- **THE TASK**:
Reproduce all of the entries below exactly, without images.

··· MATERIAL FOR THIS EXERCISE

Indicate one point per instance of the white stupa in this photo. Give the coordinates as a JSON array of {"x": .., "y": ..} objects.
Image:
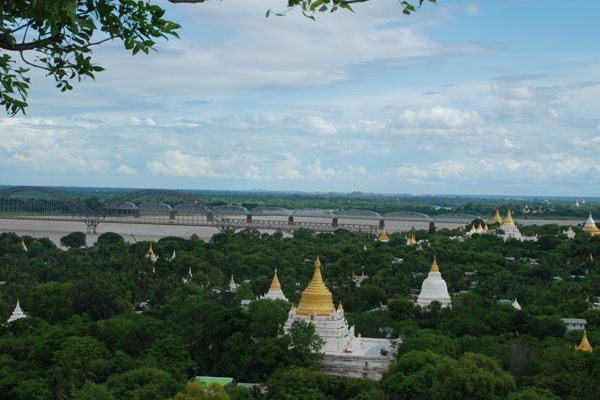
[
  {"x": 434, "y": 288},
  {"x": 16, "y": 314},
  {"x": 275, "y": 292},
  {"x": 232, "y": 285},
  {"x": 516, "y": 305},
  {"x": 345, "y": 353},
  {"x": 590, "y": 226},
  {"x": 570, "y": 233}
]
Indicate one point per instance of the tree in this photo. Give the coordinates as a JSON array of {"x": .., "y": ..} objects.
[
  {"x": 59, "y": 36},
  {"x": 73, "y": 239}
]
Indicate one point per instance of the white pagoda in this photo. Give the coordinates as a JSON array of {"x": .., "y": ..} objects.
[
  {"x": 275, "y": 292},
  {"x": 570, "y": 233},
  {"x": 345, "y": 352},
  {"x": 511, "y": 231},
  {"x": 590, "y": 226},
  {"x": 232, "y": 285},
  {"x": 16, "y": 314},
  {"x": 434, "y": 288}
]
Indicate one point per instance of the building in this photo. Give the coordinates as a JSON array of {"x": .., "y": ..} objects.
[
  {"x": 275, "y": 292},
  {"x": 497, "y": 219},
  {"x": 150, "y": 255},
  {"x": 232, "y": 285},
  {"x": 434, "y": 288},
  {"x": 584, "y": 345},
  {"x": 511, "y": 231},
  {"x": 574, "y": 324},
  {"x": 16, "y": 314},
  {"x": 590, "y": 226},
  {"x": 570, "y": 233},
  {"x": 383, "y": 236},
  {"x": 345, "y": 352}
]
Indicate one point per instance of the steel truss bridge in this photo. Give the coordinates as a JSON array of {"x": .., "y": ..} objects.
[{"x": 170, "y": 207}]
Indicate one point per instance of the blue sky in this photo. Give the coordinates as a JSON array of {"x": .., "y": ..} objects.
[{"x": 466, "y": 97}]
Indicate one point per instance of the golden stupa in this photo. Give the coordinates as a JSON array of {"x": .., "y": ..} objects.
[
  {"x": 316, "y": 298},
  {"x": 497, "y": 218},
  {"x": 585, "y": 344},
  {"x": 434, "y": 266},
  {"x": 383, "y": 236},
  {"x": 275, "y": 282},
  {"x": 508, "y": 220}
]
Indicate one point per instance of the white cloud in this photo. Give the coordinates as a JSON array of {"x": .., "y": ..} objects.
[{"x": 126, "y": 169}]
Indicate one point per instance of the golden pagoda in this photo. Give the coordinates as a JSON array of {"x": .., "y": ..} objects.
[
  {"x": 508, "y": 220},
  {"x": 434, "y": 266},
  {"x": 275, "y": 282},
  {"x": 497, "y": 218},
  {"x": 585, "y": 344},
  {"x": 316, "y": 298},
  {"x": 383, "y": 236},
  {"x": 590, "y": 226}
]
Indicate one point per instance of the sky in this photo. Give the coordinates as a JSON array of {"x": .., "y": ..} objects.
[{"x": 464, "y": 97}]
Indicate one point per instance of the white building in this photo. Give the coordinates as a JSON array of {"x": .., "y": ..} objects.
[
  {"x": 345, "y": 352},
  {"x": 434, "y": 288},
  {"x": 16, "y": 314}
]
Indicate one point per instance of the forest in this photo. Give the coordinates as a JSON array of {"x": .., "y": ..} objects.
[{"x": 104, "y": 322}]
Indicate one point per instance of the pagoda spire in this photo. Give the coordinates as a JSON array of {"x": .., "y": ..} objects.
[
  {"x": 316, "y": 298},
  {"x": 585, "y": 344},
  {"x": 434, "y": 266}
]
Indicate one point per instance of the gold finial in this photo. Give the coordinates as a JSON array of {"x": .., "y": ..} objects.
[
  {"x": 275, "y": 282},
  {"x": 497, "y": 218},
  {"x": 508, "y": 220},
  {"x": 316, "y": 298},
  {"x": 434, "y": 266},
  {"x": 383, "y": 236},
  {"x": 585, "y": 344}
]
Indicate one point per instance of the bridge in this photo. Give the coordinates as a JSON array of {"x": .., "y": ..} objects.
[{"x": 170, "y": 207}]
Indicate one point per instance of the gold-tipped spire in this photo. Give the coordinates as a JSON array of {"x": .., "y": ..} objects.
[
  {"x": 383, "y": 236},
  {"x": 316, "y": 298},
  {"x": 434, "y": 266},
  {"x": 585, "y": 344},
  {"x": 497, "y": 219},
  {"x": 508, "y": 220},
  {"x": 275, "y": 282}
]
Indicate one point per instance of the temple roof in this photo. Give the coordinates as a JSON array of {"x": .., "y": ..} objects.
[
  {"x": 590, "y": 226},
  {"x": 508, "y": 220},
  {"x": 275, "y": 282},
  {"x": 316, "y": 298},
  {"x": 585, "y": 344},
  {"x": 434, "y": 266},
  {"x": 497, "y": 218},
  {"x": 383, "y": 236}
]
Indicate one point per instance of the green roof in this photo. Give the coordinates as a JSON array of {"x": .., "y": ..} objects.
[{"x": 208, "y": 381}]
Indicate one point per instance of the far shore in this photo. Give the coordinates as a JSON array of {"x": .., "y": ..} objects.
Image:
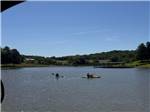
[{"x": 42, "y": 65}]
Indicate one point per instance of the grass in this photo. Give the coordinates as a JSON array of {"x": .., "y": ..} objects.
[
  {"x": 139, "y": 64},
  {"x": 22, "y": 65}
]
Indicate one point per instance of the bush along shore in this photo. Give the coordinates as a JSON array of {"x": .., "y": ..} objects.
[{"x": 111, "y": 59}]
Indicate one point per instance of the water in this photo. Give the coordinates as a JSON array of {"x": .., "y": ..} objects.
[{"x": 37, "y": 90}]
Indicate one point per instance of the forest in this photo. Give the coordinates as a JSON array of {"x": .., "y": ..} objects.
[{"x": 107, "y": 59}]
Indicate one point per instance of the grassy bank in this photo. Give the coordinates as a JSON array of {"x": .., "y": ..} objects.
[
  {"x": 22, "y": 65},
  {"x": 138, "y": 64}
]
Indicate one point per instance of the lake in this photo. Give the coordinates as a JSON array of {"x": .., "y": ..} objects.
[{"x": 37, "y": 90}]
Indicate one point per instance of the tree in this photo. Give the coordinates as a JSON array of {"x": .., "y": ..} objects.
[
  {"x": 15, "y": 56},
  {"x": 142, "y": 52}
]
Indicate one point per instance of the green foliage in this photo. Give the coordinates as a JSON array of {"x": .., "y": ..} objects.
[
  {"x": 143, "y": 51},
  {"x": 10, "y": 56},
  {"x": 111, "y": 58}
]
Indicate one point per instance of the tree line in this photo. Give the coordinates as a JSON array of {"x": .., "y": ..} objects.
[{"x": 12, "y": 56}]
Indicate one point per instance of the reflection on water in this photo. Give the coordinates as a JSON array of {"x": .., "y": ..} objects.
[{"x": 36, "y": 89}]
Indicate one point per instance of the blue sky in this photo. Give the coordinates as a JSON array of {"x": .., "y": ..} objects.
[{"x": 70, "y": 28}]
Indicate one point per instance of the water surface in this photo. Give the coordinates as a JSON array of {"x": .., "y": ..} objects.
[{"x": 37, "y": 90}]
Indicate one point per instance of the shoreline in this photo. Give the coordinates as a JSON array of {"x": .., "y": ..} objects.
[{"x": 41, "y": 65}]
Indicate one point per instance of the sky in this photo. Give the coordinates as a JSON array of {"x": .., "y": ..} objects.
[{"x": 70, "y": 28}]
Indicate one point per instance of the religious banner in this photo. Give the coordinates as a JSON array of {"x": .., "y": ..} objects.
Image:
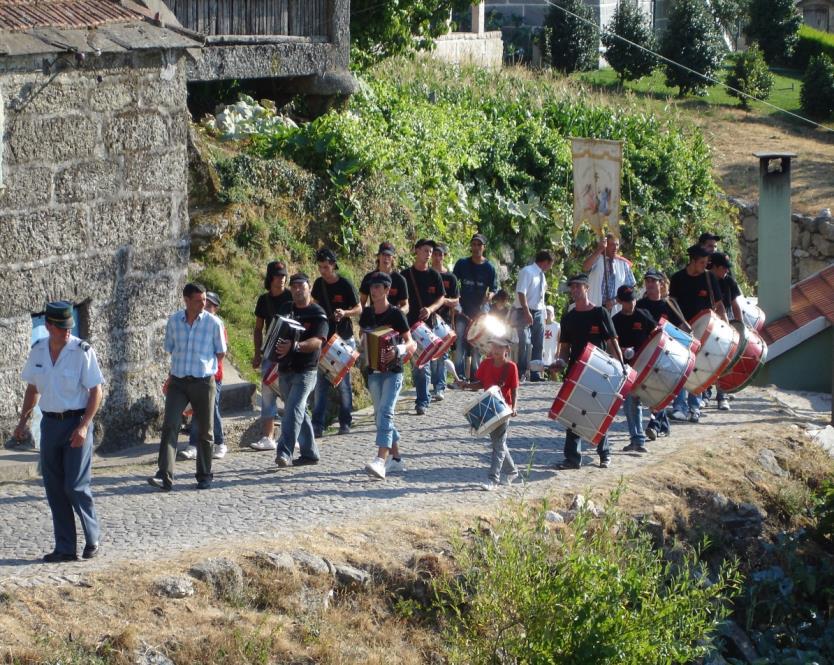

······

- **YOUR RESPONSE**:
Indicate one point per instance of the white stupa in this photo. Give the coordinates as a JSON array of {"x": .., "y": ..} objects.
Image:
[
  {"x": 434, "y": 288},
  {"x": 16, "y": 314},
  {"x": 275, "y": 292},
  {"x": 232, "y": 285},
  {"x": 516, "y": 305},
  {"x": 345, "y": 353},
  {"x": 590, "y": 226},
  {"x": 570, "y": 233}
]
Indicate one point per instance of the tree in this photo. Give the coordinates as a JSON array of {"x": .., "y": ..} objects.
[
  {"x": 59, "y": 36},
  {"x": 73, "y": 239}
]
Indicate one point per instance of the white pagoda in this photo. Give the coordinates as a JSON array of {"x": .., "y": ..} objects.
[
  {"x": 275, "y": 292},
  {"x": 570, "y": 233},
  {"x": 345, "y": 352},
  {"x": 511, "y": 231},
  {"x": 590, "y": 226},
  {"x": 232, "y": 285},
  {"x": 16, "y": 314},
  {"x": 434, "y": 288}
]
Indicate one point per instance of the building in this photo. Give the coordinates as a JSON array of {"x": .., "y": ..} objects.
[
  {"x": 275, "y": 292},
  {"x": 497, "y": 219},
  {"x": 150, "y": 255},
  {"x": 232, "y": 285},
  {"x": 434, "y": 288},
  {"x": 584, "y": 345},
  {"x": 511, "y": 231},
  {"x": 574, "y": 324},
  {"x": 16, "y": 314},
  {"x": 590, "y": 226},
  {"x": 570, "y": 233},
  {"x": 383, "y": 236},
  {"x": 345, "y": 352}
]
Indicate one point per instance of the steel truss bridge in this photo. Give the coordinates as a JSON array of {"x": .., "y": ..} objects.
[{"x": 170, "y": 207}]
Indicate one point per instance of the blue sky in this photo. Give the coordinates as a JSON array of {"x": .., "y": ..} objects.
[{"x": 466, "y": 97}]
Indicate one point per instance of the golden stupa in this photo. Give the coordinates as a JSON array of {"x": .., "y": ..} objects.
[
  {"x": 316, "y": 298},
  {"x": 497, "y": 218},
  {"x": 585, "y": 344},
  {"x": 434, "y": 266},
  {"x": 383, "y": 236},
  {"x": 275, "y": 282},
  {"x": 508, "y": 220}
]
Indicate one point per instance of the white cloud in this photo. Give the coordinates as a JSON array of {"x": .., "y": ..} objects.
[{"x": 126, "y": 169}]
Indicate one point per instance of the golden pagoda in this photo. Give the coordinates as a JSON array of {"x": .., "y": ..} objects.
[
  {"x": 508, "y": 220},
  {"x": 434, "y": 266},
  {"x": 275, "y": 282},
  {"x": 497, "y": 218},
  {"x": 585, "y": 344},
  {"x": 316, "y": 298},
  {"x": 383, "y": 236},
  {"x": 590, "y": 226}
]
Indicate one point per instance of the sky in this photo. Give the coordinates as a JSON array of {"x": .., "y": ..} objects.
[{"x": 464, "y": 97}]
Indicate one point per instance of the white building in this photo. Give the coordinates as a JSON array of {"x": .., "y": ..} objects.
[
  {"x": 345, "y": 352},
  {"x": 434, "y": 288},
  {"x": 16, "y": 314}
]
Indicate one point per instance of the forest in this photo. Give the coordinates as a JSON array of {"x": .., "y": ..} objects.
[{"x": 104, "y": 322}]
Indicate one point per instance of the pagoda spire in this photo. Give the coordinates as a JSON array of {"x": .., "y": ..} objects.
[
  {"x": 316, "y": 298},
  {"x": 585, "y": 344},
  {"x": 434, "y": 266}
]
Indicate one point per instance of the gold finial in this photo. Give the coordinates as a JSON array of {"x": .., "y": ..} objects.
[
  {"x": 275, "y": 282},
  {"x": 497, "y": 218},
  {"x": 508, "y": 220},
  {"x": 316, "y": 298},
  {"x": 434, "y": 266},
  {"x": 383, "y": 236},
  {"x": 585, "y": 344}
]
Indicate one point per instance of the bridge in this photo. Give the coordinates as a JSON array of {"x": .., "y": ..} objects.
[{"x": 170, "y": 207}]
Indicate one point per instance of the gold-tipped spire in this photo. Give the coordinates as a JSON array of {"x": .., "y": ..} objects.
[
  {"x": 383, "y": 236},
  {"x": 316, "y": 298},
  {"x": 434, "y": 266},
  {"x": 585, "y": 344},
  {"x": 497, "y": 219},
  {"x": 508, "y": 220},
  {"x": 275, "y": 282}
]
Indicate one point per instance of the temple roof in this photo. Give the coordinates as a JSON array of {"x": .., "y": ..} objects.
[
  {"x": 590, "y": 226},
  {"x": 508, "y": 220},
  {"x": 275, "y": 282},
  {"x": 316, "y": 298},
  {"x": 585, "y": 344},
  {"x": 434, "y": 266},
  {"x": 497, "y": 218},
  {"x": 383, "y": 236}
]
Indicate one point per instance of the green roof in this photo. Give the coordinates as a JSON array of {"x": .., "y": ..} objects.
[{"x": 208, "y": 381}]
Indicate one point per instance of the far shore in this photo. Give the coordinates as a JSON array of {"x": .., "y": ..} objects.
Image:
[{"x": 42, "y": 65}]
Indicate one point per instance of the grass in this photo. Give the coordinates as a JSON array of {"x": .., "y": ..} objects.
[
  {"x": 139, "y": 64},
  {"x": 22, "y": 65}
]
Indicate one point per instance of the bush along shore in this photo. Give the coordinates as a JSON array of {"x": .., "y": ..} objects.
[{"x": 111, "y": 59}]
Indicate one point per instance of the water in this photo. Give the coordinates as a JSON array of {"x": .., "y": ..} objects.
[{"x": 37, "y": 90}]
Indicate one point per instance of the forest in this photo. Give the coordinates as a JSON array of {"x": .., "y": ..} objects.
[{"x": 107, "y": 59}]
Indicate one point per instance of the grassy bank in this photo. Give the coordinates as a JSON array of {"x": .., "y": ..} objects.
[
  {"x": 22, "y": 65},
  {"x": 138, "y": 64}
]
Indicate one point per instance of the lake in this photo. Give the coordinates as a JSON array of {"x": .., "y": ..} objects.
[{"x": 37, "y": 90}]
Indicate one point per instance of the tree in this photo. Give the coordinates as a JSON array of {"x": .., "y": ..} objects.
[
  {"x": 15, "y": 56},
  {"x": 142, "y": 52}
]
Indicate one point per instance of the green foliage in this photo. Give the coordinates as a JSON array of {"x": .., "y": ..} objects.
[
  {"x": 143, "y": 51},
  {"x": 10, "y": 56},
  {"x": 111, "y": 58}
]
Indicate one point per instance of the tree line in this photo. Give the coordinates as a JSON array of {"x": .., "y": ..} objects.
[{"x": 12, "y": 56}]
Indicate one point per instance of the reflection on water in this photo. Give the coordinates as a JSON array of {"x": .., "y": ..} objects.
[{"x": 36, "y": 89}]
Indicate one point per instance of the blue sky in this photo. Give the coordinates as a JSON array of {"x": .., "y": ..} objects.
[{"x": 70, "y": 28}]
Indicate one point per instance of the water surface in this photo. Give the coordinates as a JSON array of {"x": .., "y": ..} objects.
[{"x": 37, "y": 90}]
Indicate one point per instance of the shoreline in this photo. Give the coordinates as a JSON array of {"x": .., "y": ..} objects.
[{"x": 41, "y": 65}]
Indicate one point per instance of the sky in this photo. Give the coordinates as a JSON array of {"x": .., "y": ..} objects.
[{"x": 70, "y": 28}]
Indicate one point per instance of the religious banner in this photo. Give the coordinates as a JSON array of {"x": .., "y": ..} objects.
Image:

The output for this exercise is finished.